Write out the listing below exactly, and omit any images you find in it.

§

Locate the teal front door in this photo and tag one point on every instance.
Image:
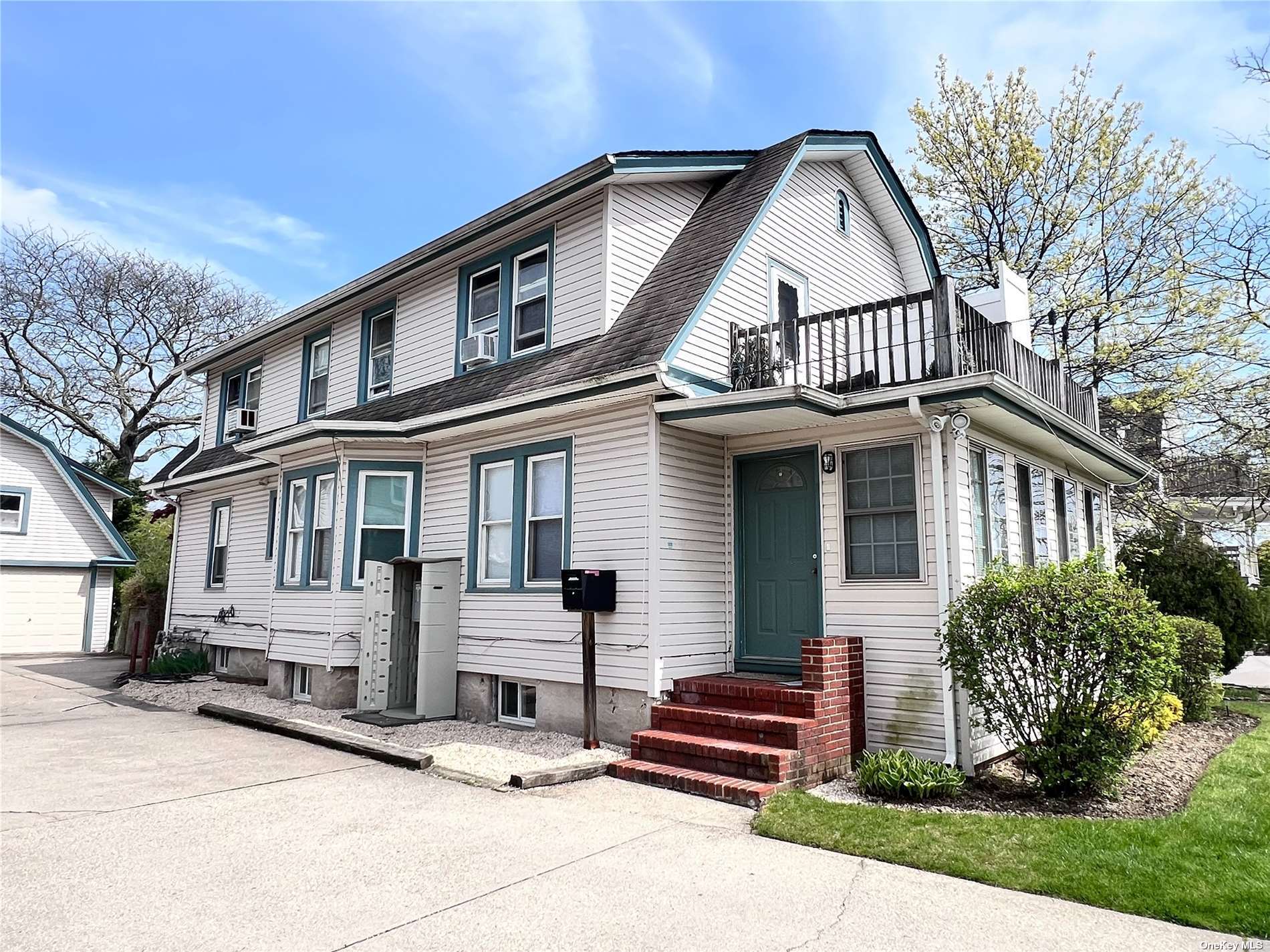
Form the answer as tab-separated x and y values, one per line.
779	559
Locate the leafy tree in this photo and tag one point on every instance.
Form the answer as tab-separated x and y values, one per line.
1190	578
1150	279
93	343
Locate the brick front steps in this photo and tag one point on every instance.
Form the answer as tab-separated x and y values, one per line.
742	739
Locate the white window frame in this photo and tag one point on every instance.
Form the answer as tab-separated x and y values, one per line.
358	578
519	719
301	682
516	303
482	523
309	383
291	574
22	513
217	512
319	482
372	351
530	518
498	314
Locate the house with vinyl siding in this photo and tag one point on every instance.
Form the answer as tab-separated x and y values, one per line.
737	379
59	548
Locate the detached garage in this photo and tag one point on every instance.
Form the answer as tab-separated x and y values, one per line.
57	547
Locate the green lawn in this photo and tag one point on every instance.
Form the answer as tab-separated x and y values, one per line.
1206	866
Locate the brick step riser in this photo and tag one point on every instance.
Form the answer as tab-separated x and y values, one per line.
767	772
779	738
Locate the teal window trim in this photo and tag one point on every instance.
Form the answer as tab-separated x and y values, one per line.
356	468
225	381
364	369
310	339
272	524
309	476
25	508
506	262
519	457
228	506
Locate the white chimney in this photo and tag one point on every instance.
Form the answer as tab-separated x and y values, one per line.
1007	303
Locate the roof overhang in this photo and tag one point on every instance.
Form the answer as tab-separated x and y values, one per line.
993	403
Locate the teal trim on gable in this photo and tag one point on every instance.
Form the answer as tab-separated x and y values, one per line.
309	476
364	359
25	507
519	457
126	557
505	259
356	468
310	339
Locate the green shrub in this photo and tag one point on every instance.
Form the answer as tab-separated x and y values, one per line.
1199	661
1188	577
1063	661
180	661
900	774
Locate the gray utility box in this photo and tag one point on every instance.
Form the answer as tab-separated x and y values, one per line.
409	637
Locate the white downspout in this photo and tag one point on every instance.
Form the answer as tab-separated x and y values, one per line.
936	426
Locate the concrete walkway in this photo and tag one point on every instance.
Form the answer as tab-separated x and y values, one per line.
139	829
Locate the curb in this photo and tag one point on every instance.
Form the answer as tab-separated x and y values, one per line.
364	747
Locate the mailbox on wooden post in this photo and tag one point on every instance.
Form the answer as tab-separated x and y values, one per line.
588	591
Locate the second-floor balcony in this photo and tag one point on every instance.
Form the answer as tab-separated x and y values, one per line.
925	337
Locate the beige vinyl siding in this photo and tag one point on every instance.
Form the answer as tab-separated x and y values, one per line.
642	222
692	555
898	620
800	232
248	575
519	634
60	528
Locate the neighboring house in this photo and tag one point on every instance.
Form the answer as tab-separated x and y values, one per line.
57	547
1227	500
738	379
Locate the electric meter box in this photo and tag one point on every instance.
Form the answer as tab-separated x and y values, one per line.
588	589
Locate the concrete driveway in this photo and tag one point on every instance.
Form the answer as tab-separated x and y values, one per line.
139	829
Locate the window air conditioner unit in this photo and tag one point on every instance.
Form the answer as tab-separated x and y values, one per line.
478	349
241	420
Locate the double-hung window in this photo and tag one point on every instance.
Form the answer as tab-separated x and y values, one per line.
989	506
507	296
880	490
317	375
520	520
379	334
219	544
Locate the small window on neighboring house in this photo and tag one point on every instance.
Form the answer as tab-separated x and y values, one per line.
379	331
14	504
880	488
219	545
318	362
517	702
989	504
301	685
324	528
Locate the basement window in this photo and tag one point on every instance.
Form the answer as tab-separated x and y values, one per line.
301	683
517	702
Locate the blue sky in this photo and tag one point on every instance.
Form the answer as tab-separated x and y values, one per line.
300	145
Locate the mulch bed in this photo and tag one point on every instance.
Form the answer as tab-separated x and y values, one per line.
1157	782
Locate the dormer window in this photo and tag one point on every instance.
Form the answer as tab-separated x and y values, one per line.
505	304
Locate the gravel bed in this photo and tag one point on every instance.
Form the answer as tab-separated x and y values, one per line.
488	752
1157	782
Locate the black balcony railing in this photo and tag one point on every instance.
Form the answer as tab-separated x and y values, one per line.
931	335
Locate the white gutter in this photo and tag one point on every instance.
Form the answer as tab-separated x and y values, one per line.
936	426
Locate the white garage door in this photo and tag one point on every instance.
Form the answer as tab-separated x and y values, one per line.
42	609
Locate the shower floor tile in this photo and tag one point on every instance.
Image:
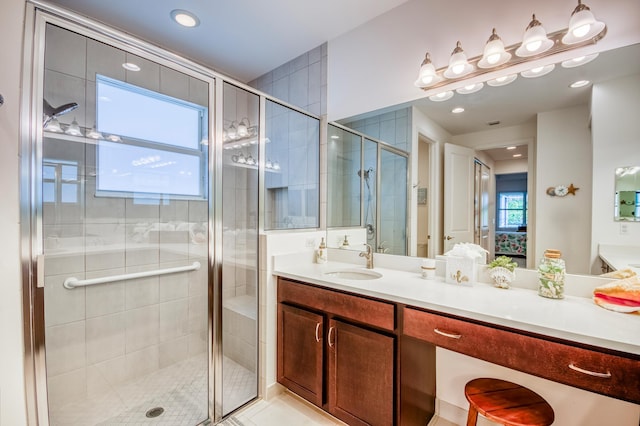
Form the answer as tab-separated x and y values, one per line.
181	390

§

### Answer to the problem
Locate the teal front door in this photo and tag one point on every instance.
Image:
Form the answer as tab-separated x and y values, one per line.
779	559
Locate the leafy tree in this photo and tag one point on every instance.
Form the answer as tab-separated x and y values, one per line.
1190	578
1150	279
93	343
Locate the brick front steps in this photo and tag one point on every instance.
Form the answer as tab-separated x and y values, one per line.
742	739
Locate the white window frame in this photo and tag one point on every instance.
Form the answer as tab-separated x and y values, one per line.
358	578
519	719
301	682
516	303
482	523
309	383
291	574
22	513
217	512
319	482
372	351
530	518
498	314
Locate the house with vinyl siding in this photo and tag one point on every instance.
Form the answer as tab-separated x and y values, one per line.
737	379
59	548
Locate the detached garage in this photo and tag one point on every instance.
Form the answer as tab-separated x and y values, one per line.
57	547
Locate the green lawn in this photo and tag one point on every instance.
Form the answer as tab-separated x and y values, one per line.
1206	866
Locate the brick step riser in this photo and tag one point on every instance.
Form the answer as tab-separated x and y values, one per line.
767	772
779	738
Locate the teal window trim in this photo and tag one point on every instance.
Form the answer as tab-separated x and y values, one per line.
356	468
225	381
364	369
310	339
272	524
309	476
25	508
506	262
519	457
228	506
Locate the white chimney in this photo and tag one point on every instance.
Form the answer as tab-separated x and y values, one per line.
1007	303
Locate the roof overhang in this photo and tag one point on every instance.
Form the answer as tab-separated x and y values, one per line.
993	403
Locate the teal trim on gable in this photo and tag one point on every instance.
Form the answer as tab-separated x and y values, one per line.
309	476
364	359
25	507
519	457
126	557
505	259
356	468
310	339
Locate the green shrub in this photo and tag one point on every instance.
Form the answer as tab-separated x and y values, one per line.
1199	661
1188	577
1063	661
180	661
900	774
Locate the gray utility box in this photo and tag one point on every instance.
Form the answer as tab-separated x and y values, one per line.
409	637
Locate the white downspout in this photo and tag one point on every instance.
Form the answer as tab-separated x and y values, one per line.
936	426
Locate the concrete walkway in this photo and tag one point on every instance.
Form the answer as tab-separated x and y values, one per line.
139	829
Locate the curb in this photo and tag one point on every instance.
Form the answer as tab-separated x and y values, one per line.
364	747
Locate the mailbox on wooden post in this photo and tag one point on every instance.
Form the answer as tab-separated x and y values, one per line.
588	591
Locate the second-floor balcony in this photo and tag one point on every instance.
Form the answer as tab-separated x and y values, one per line.
925	337
Locate the beige vinyl siding in this photo and tag one point on every instance.
Form the answer as tab-separated x and y values, one per line.
642	222
692	555
898	620
800	232
248	575
519	634
60	528
Locate the neighboring house in this photo and tag one point on every instance.
Form the answer as tab-separated x and y values, one per line.
57	547
1227	500
738	379
Locate the electric meter box in this photo and tag one point on every instance.
Form the answer as tab-separated x and y values, one per line.
588	589
Locate the concrete driveway in this photo and tag one point on every instance.
Form the answer as tab-separated x and y values, one per line.
139	829
Locate the window air conditioner unit in this photo and tag one point on every instance.
Form the answer as tab-separated x and y values, one per line.
478	349
241	420
Locate the double-hung window in this photo and tag one point on every instance.
Form the answer as tab-separated x and y values, one per line.
989	506
507	296
880	490
317	375
520	520
379	334
219	544
Locate the small window on neighboring house in this photo and tag one point on every instance.
Form the answer as tab-separated x and y values, one per line.
379	331
14	504
880	488
219	545
318	362
517	702
989	504
301	685
324	528
Locate the basement window in this photo and tag one point on every instance.
Form the answer as tab-separated x and y values, one per line.
301	683
517	702
Locate the blue sky in this photo and tag one point on every instance.
Form the answer as tab-separated x and y values, one per line.
300	145
Locate the mulch bed in this photo and tag one point on every instance.
Form the answer as tab-separated x and y values, one per line.
1157	782
Locate the dormer window in this photo and tag one point on every instance.
Form the answer as tab-separated x and y values, one per line.
505	304
Locate the gravel bed in this photo and tag one point on every instance.
Form the answer as tab-separated x and y values, one per line.
488	752
1157	782
Locate the black balcony railing in this photo and tag one point on every instance.
Form the answer as tab-separated x and y values, one per line.
931	335
Locate the white gutter in this photo and tag one point on every instance.
Form the answer as tab-separated x and y values, one per line.
936	426
Locate the white garage door in this photo and tag one point on every instance.
Form the answer as tab-separated x and y values, one per line.
42	609
Locate the shower floor tile in this photo and tag one point on every instance.
Image:
Form the answer as tab-separated x and y values, one per line.
181	390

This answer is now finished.